▶ Teks Bacaan:
↓↓↓

Mohon tunggu...
Ajeng Leodita Anggarani
Ajeng Leodita Anggarani Mohon Tunggu... Administrasi - Mamanya Toby & Orlee

Pekerja yang nggak punya kerjaan

Selanjutnya

Tutup

Inovasi

Internet Membuat "Koma" Eksistensi Perangko

23 Maret 2012   10:29 Diperbarui: 25 Juni 2015   07:35 634
+
Laporkan Konten
Laporkan Akun
Kompasiana adalah platform blog. Konten ini menjadi tanggung jawab bloger dan tidak mewakili pandangan redaksi Kompas.
Lihat foto
13324983831955019508

[caption id="attachment_167870" align="aligncenter" width="600" caption="http://id.wikipedia.org/wiki/Berkas:Perangko_1955_17_agustus_35_sen.jpg"][/caption]

Selama ini kita mengenal perangko sebagai tanda bukti pembayaran untuk sebuah jasa pos. Pada era tahun 90'an perangko cukup booming karena bermunculannya acara quiz di televisi ataupun radio yang mewajibkan para peserta quiz untuk mengirimkan kartu pos yang pasti harus disertai dengan perangko. Selain untuk melengkapi sebuah surat juga harus disertai dengan perangko. Baik surat pribadi ataupun surat khusus.

Menurut Wikipedia, munculnya perangko tercetus dari seorang guru yang berasal dari Brittania Raya bernama Sir Rowland Hill. Beliau sempat mengajukan sebuah ide kepada parlemennya untuk menyamaratakan tariff prangko tanpa melihat jauh atau dekatnya alamat yang dituju. Denggan maksud agar minat orang – orang dalam aktifitas surat menyurat semakin tinggi. Awalnya ide ini ditolak, namun beberapa tahun kemudian barulah idenya diterima. Dan setelah itu, Sir Rowland Hill mendapat penghargaan dan sebutan sebagai Bapak Perangko Dunia.

Dilihat dari kondisi itu, bisa memberikan sebuah gambaran kepada kita bahwa saat itu betapa sulitnya seorang Rowland Hill memperjuangkan eksistensi perangko dan budaya surat menyurat. Dan jika dibandingkan dengan kondisi saat ini betapa orang – orang justru semakin menginginkan segalanya lebih sepat dan mudah. Wajar saja jika semakin banyak orang yang memilih untuk berkirim email daripada menulis surat. Karena selain lebih mengefisiensikan waktu juga kemungkinan surat yang sampai rusak akan semakin kecil.

↑↑↑

▶ Data Tercatat:
↓↓↓

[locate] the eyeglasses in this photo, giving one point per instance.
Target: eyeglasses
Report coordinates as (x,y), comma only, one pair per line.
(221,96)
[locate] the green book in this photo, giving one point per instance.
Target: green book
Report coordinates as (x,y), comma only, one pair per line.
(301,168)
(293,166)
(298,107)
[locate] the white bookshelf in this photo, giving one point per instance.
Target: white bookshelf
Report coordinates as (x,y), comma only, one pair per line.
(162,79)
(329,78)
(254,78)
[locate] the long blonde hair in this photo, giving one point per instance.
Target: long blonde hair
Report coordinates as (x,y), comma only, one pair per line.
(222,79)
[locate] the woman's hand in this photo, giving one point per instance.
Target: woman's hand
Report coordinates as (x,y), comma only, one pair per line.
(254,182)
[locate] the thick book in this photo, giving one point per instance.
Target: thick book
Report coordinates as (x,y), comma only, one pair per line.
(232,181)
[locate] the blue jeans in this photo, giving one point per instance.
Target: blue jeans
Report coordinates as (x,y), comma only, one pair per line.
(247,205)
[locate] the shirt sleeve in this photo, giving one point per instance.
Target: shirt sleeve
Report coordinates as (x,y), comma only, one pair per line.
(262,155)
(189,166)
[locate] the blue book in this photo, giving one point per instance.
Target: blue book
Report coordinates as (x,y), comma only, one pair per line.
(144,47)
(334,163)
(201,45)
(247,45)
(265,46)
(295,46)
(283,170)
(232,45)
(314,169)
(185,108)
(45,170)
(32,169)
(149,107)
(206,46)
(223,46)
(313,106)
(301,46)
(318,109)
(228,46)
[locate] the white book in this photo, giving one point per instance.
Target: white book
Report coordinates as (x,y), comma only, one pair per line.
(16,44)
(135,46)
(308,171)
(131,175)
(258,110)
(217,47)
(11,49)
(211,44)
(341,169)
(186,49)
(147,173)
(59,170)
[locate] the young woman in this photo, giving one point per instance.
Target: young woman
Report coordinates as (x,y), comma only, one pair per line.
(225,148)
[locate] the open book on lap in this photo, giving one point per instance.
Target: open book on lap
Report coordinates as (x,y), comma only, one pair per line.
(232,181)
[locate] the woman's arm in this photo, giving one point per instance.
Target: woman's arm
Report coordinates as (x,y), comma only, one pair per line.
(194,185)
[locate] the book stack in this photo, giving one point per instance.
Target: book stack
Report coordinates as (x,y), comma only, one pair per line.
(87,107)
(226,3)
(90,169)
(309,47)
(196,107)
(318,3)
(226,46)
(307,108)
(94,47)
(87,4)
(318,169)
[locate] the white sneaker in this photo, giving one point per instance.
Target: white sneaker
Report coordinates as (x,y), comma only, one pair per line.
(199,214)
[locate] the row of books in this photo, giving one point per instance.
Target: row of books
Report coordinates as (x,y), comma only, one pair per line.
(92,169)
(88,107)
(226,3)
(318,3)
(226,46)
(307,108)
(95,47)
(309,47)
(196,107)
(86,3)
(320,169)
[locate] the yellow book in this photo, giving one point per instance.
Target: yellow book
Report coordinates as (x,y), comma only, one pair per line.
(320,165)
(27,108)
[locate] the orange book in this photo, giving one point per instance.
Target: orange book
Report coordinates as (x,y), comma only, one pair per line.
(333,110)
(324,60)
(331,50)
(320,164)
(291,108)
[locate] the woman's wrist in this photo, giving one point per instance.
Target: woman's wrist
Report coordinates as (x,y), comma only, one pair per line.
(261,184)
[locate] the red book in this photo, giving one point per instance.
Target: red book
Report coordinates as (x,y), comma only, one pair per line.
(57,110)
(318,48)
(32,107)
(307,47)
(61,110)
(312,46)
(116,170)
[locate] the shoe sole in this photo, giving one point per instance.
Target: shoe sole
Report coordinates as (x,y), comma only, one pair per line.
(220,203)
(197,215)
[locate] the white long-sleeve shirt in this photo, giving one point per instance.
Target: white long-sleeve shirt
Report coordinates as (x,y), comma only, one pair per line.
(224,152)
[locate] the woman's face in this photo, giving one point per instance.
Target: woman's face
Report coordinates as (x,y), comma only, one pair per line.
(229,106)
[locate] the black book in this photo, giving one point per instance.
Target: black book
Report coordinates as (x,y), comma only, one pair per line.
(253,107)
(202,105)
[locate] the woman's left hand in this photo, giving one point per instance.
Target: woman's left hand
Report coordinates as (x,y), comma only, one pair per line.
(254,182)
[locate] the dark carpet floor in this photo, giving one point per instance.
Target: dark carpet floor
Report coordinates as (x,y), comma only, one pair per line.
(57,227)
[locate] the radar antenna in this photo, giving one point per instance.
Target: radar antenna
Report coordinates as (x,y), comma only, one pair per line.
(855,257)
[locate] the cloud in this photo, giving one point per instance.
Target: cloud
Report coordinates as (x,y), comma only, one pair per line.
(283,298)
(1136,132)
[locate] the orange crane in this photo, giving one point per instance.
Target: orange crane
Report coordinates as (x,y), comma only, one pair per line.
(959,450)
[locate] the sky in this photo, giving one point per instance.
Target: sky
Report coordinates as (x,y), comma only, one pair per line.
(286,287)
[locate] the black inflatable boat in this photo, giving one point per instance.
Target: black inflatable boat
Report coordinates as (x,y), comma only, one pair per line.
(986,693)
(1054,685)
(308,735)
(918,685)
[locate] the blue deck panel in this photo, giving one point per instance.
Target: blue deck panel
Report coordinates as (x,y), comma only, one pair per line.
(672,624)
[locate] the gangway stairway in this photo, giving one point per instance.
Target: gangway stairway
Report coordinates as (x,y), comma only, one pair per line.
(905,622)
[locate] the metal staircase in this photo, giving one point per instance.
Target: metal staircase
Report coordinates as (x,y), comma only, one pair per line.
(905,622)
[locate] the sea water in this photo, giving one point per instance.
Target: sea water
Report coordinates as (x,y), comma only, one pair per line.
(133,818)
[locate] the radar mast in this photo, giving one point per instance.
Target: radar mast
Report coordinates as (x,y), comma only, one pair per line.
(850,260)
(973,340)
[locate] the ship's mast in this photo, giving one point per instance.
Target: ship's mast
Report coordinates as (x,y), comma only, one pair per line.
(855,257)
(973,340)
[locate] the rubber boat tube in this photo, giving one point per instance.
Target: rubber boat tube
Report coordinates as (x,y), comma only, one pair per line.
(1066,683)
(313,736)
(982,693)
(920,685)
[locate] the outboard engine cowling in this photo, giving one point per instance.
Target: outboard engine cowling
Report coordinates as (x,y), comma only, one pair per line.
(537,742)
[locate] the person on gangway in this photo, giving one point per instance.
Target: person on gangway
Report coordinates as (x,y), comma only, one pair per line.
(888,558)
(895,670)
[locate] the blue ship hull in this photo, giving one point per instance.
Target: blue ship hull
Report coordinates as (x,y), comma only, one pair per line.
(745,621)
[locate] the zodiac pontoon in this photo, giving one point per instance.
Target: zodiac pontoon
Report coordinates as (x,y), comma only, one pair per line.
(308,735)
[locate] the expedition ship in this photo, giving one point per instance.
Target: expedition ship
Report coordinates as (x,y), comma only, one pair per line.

↑↑↑

▶ Latihan: Tuliskan ulang tanpa perubahan bagian teks tentang perangko yang dibuka dengan kata-kata yang memuat "Dilihat dari kondisi" dan ditutup dengan "akan semakin kecil.". Kerjakan hanya dengan berpegang pada teks tentang perangko.

▶ Jawaban:
Dilihat dari kondisi itu, bisa memberikan sebuah gambaran kepada kita bahwa saat itu betapa sulitnya seorang Rowland Hill memperjuangkan eksistensi perangko dan budaya surat menyurat. Dan jika dibandingkan dengan kondisi saat ini betapa orang – orang justru semakin menginginkan segalanya lebih sepat dan mudah. Wajar saja jika semakin banyak orang yang memilih untuk berkirim email daripada menulis surat. Karena selain lebih mengefisiensikan waktu juga kemungkinan surat yang sampai rusak akan semakin kecil.